Within the entries below, find every line that has the string "instance", then copy it.

------------------------------------------------------------------------

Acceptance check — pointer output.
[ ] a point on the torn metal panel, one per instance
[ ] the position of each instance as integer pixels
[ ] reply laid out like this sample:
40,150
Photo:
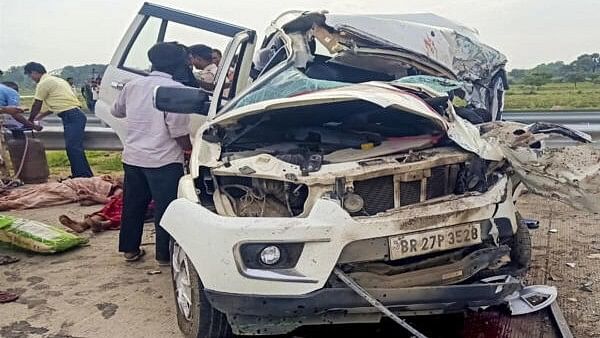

------------------------------------------------------------------------

• REPLY:
[ ] a point on the torn metal panel, one per instance
[ ] the position of each instance as integer pixels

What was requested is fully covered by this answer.